The line containing "For the image above, mark every highway" and every line after it through the end of the records: return those exactly, and nothing more.
= = = =
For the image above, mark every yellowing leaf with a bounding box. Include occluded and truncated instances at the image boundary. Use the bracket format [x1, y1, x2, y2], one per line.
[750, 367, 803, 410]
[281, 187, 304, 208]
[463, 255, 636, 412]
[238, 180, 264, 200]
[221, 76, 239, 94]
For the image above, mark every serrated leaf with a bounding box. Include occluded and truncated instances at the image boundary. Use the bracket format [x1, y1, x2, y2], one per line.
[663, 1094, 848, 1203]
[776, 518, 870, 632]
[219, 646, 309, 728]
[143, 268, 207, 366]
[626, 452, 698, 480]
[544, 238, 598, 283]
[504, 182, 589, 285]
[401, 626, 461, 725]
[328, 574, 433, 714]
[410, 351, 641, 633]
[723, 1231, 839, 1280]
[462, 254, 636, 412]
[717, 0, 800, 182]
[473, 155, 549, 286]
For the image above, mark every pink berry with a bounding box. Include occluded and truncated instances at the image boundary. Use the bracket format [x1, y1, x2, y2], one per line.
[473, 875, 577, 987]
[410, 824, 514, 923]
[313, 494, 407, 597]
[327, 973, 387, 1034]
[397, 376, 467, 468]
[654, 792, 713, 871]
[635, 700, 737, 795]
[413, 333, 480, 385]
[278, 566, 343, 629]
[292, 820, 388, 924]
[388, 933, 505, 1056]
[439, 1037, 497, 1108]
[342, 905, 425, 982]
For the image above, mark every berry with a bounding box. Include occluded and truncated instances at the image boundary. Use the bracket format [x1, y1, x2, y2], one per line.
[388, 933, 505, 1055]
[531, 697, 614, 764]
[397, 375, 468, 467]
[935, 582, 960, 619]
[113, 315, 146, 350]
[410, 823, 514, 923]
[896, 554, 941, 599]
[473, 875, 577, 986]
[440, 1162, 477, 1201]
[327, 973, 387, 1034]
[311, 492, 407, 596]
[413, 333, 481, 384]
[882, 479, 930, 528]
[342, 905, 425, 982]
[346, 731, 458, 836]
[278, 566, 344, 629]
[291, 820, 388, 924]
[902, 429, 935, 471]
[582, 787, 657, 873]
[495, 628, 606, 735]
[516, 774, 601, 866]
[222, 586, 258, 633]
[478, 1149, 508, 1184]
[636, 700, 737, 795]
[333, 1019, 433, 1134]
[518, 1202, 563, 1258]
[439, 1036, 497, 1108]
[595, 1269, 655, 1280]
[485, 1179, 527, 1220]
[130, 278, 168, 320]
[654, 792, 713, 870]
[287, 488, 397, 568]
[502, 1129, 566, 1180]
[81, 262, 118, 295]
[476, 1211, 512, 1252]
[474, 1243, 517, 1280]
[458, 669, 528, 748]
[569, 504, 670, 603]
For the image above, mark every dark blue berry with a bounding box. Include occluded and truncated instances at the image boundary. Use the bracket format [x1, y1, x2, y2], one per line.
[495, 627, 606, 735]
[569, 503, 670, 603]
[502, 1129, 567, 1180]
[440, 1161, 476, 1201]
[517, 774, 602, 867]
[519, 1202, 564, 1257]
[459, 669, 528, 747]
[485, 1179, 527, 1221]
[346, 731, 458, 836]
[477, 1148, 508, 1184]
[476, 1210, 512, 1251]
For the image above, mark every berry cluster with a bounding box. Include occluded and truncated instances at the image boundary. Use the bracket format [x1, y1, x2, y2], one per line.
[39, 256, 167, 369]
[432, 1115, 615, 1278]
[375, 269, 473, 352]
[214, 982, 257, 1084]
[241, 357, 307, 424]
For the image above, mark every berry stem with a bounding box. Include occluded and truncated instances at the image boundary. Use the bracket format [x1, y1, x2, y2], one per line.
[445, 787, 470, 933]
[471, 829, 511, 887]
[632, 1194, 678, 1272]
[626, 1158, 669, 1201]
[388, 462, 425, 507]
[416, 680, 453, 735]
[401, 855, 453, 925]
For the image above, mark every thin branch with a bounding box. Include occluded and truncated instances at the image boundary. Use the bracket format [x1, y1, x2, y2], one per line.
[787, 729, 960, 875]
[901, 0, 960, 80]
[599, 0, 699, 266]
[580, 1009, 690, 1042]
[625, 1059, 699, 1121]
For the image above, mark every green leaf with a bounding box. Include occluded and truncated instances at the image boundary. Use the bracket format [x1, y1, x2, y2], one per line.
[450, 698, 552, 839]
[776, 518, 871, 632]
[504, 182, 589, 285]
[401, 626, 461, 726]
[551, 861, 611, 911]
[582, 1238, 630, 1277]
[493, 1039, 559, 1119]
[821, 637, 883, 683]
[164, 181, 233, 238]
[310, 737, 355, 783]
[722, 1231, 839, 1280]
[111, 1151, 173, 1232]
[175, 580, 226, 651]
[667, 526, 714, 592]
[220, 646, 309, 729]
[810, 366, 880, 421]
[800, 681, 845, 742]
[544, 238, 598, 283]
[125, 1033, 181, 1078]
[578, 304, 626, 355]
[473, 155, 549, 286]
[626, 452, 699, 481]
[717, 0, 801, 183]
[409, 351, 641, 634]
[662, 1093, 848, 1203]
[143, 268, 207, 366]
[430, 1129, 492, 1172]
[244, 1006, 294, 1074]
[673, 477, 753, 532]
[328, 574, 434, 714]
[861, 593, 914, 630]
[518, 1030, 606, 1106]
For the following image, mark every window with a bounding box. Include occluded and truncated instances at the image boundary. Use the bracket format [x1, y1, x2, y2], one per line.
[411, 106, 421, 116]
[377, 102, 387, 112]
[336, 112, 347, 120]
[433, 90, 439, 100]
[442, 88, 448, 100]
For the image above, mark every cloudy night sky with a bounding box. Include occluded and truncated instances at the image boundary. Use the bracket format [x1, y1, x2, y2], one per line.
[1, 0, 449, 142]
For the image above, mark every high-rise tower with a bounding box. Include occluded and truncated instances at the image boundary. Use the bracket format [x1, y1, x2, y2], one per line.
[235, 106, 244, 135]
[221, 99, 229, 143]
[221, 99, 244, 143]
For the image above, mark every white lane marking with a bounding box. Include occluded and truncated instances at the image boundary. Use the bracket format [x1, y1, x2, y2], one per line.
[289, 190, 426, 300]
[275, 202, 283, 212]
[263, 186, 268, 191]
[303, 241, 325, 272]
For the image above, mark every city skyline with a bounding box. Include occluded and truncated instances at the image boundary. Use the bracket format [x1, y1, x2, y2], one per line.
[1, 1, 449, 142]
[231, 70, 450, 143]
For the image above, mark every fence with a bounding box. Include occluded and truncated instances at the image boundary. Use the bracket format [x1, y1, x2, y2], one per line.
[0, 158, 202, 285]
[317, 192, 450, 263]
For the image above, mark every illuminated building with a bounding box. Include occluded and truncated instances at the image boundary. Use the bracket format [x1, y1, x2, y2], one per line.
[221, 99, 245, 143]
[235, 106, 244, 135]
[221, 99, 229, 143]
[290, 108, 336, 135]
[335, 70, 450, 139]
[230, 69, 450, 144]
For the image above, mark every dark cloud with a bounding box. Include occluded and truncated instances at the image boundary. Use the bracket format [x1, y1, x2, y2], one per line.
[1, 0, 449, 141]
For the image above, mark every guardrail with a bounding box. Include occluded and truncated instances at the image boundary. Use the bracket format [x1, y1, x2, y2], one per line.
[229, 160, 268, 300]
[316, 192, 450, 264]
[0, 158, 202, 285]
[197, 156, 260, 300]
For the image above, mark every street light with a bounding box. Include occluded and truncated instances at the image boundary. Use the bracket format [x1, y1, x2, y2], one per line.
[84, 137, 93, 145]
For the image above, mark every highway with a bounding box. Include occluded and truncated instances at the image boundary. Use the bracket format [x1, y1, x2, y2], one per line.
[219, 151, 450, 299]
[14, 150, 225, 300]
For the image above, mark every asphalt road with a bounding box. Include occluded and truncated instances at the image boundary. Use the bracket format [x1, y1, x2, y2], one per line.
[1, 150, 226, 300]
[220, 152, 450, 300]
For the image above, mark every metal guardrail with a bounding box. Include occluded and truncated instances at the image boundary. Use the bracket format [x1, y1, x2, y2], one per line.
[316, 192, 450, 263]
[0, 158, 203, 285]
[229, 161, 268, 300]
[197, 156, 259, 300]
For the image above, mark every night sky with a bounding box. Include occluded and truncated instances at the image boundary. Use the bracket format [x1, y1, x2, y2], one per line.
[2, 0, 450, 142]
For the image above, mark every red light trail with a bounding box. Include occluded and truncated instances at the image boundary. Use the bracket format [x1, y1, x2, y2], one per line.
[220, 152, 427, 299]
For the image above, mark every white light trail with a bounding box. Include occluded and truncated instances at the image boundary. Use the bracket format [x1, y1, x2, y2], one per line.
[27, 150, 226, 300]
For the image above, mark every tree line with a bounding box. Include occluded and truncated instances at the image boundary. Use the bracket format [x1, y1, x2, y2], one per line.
= = = =
> Finished exercise
For the image above, mark every highway with a bounding box. Include occluded and truncated instances at the image boundary. Use the bracket format [x1, y1, x2, y2], one per line.
[219, 151, 450, 299]
[14, 150, 225, 300]
For the image above, mark every asphalt road with a bounding box. Include occluded and truncated instances at the image boundary. Use the bracket format [x1, y1, x2, y2], one per line.
[1, 150, 226, 300]
[220, 152, 450, 300]
For the image above, mark every metal guardrail with a bounding box. Include occluded and truncated instances at the image boundary. Use the bracket format [x1, y1, x2, y2], one per line.
[316, 192, 450, 263]
[0, 158, 203, 285]
[229, 161, 268, 300]
[197, 156, 259, 300]
For the image above, mark every night sky with a bounding box. Include occluded and truncated instances at the image boundary. Use the bracket format [x1, y1, x2, y2], one per line.
[2, 0, 450, 142]
For the image above, mark every red light trail with a bounding box. Include occluded and truncated instances at the image boundary. Use the bracket format [x1, y1, x2, y2], one per line.
[220, 152, 427, 299]
For the image above, mark every white light trail with a bounding box. Include occluded and truncated instances at the image boundary. Use the bracket format [x1, y1, x2, y2], one per line.
[27, 150, 226, 300]
For the image above, mark every tree line with a bounding box. Include occluded and truncated instances at the image boundary. Use the bracket format [x1, y1, x2, y2], one per line.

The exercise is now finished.